Copy the part below that opens with the line containing "# point at: red shorts" and closes with the final line. Keep the requests, shift every coordinate in the answers by adding 42 to each number, and leave out the pictures.

==*==

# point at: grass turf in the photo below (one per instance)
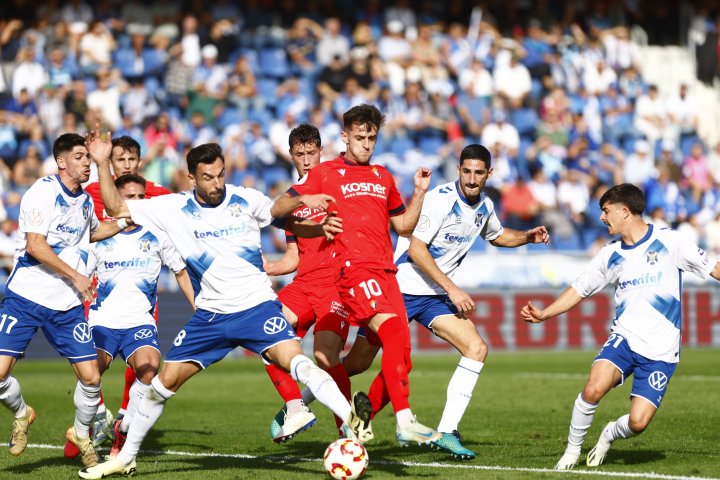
(518, 418)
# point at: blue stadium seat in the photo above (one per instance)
(274, 63)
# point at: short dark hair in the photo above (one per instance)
(128, 144)
(205, 153)
(626, 194)
(129, 178)
(304, 133)
(364, 114)
(475, 151)
(66, 142)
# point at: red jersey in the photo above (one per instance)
(366, 199)
(152, 189)
(316, 261)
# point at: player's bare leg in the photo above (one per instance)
(603, 377)
(12, 399)
(461, 333)
(641, 413)
(144, 363)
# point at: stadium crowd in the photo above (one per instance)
(553, 89)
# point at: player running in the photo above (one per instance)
(125, 159)
(47, 287)
(368, 199)
(645, 267)
(127, 267)
(453, 216)
(311, 296)
(216, 229)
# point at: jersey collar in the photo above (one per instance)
(206, 205)
(465, 200)
(68, 192)
(645, 238)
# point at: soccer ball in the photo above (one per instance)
(345, 459)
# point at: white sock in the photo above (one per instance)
(308, 396)
(137, 392)
(459, 393)
(11, 397)
(404, 417)
(621, 429)
(87, 399)
(148, 413)
(297, 405)
(583, 413)
(322, 385)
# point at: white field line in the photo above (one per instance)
(494, 468)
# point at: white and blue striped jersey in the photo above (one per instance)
(220, 245)
(449, 225)
(127, 268)
(647, 277)
(65, 219)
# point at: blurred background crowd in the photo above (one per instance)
(557, 90)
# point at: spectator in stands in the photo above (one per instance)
(502, 133)
(682, 113)
(512, 82)
(650, 115)
(96, 48)
(332, 44)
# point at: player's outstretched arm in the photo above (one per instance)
(420, 255)
(286, 264)
(516, 238)
(405, 224)
(39, 249)
(567, 300)
(100, 147)
(185, 285)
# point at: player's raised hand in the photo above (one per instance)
(332, 225)
(99, 145)
(538, 235)
(531, 314)
(84, 285)
(462, 301)
(319, 201)
(422, 179)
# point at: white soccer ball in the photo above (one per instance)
(345, 459)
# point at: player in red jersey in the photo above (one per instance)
(125, 159)
(311, 298)
(367, 199)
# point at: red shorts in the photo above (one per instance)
(367, 292)
(320, 306)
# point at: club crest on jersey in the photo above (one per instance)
(144, 245)
(234, 209)
(651, 258)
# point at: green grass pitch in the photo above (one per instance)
(217, 426)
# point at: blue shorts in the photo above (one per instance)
(208, 336)
(424, 309)
(651, 376)
(67, 331)
(125, 341)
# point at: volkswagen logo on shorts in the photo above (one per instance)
(82, 332)
(143, 334)
(274, 325)
(657, 380)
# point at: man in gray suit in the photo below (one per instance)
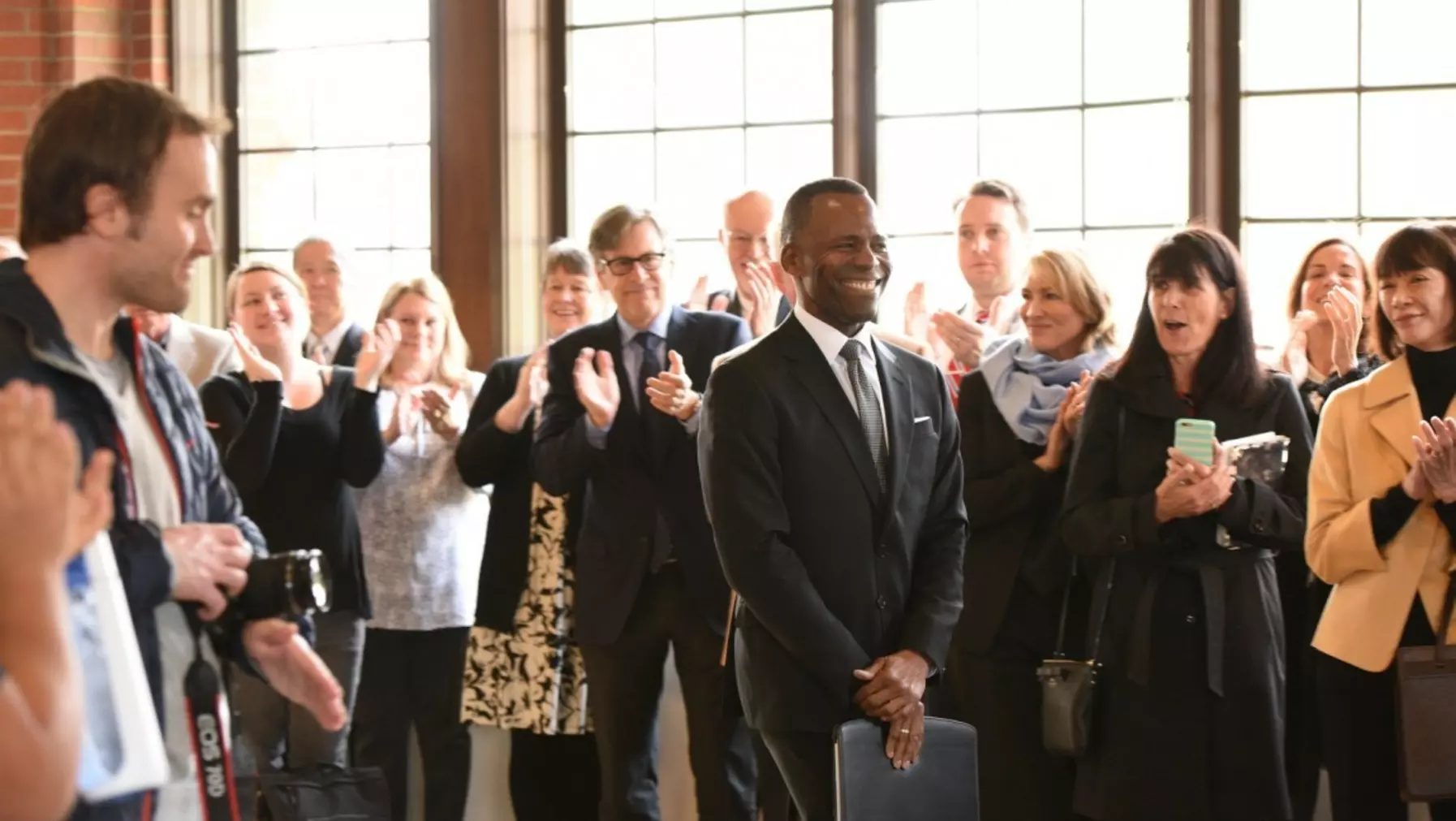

==*==

# [Correct response]
# point at: red shorts in the photo above (one per instance)
(409, 334)
(362, 348)
# point at: club crest on jersey in the photo above (one per instance)
(186, 287)
(276, 251)
(693, 300)
# point at: green grass pitch in the photo above (one per instance)
(259, 468)
# point at: blue shorts in the photo above (one per instance)
(250, 378)
(466, 351)
(693, 418)
(109, 373)
(167, 383)
# point at: volkswagen logo on shorts in the photo above (one per instance)
(124, 374)
(185, 376)
(316, 367)
(699, 422)
# point at: man in gray suit in the photo below (one per instance)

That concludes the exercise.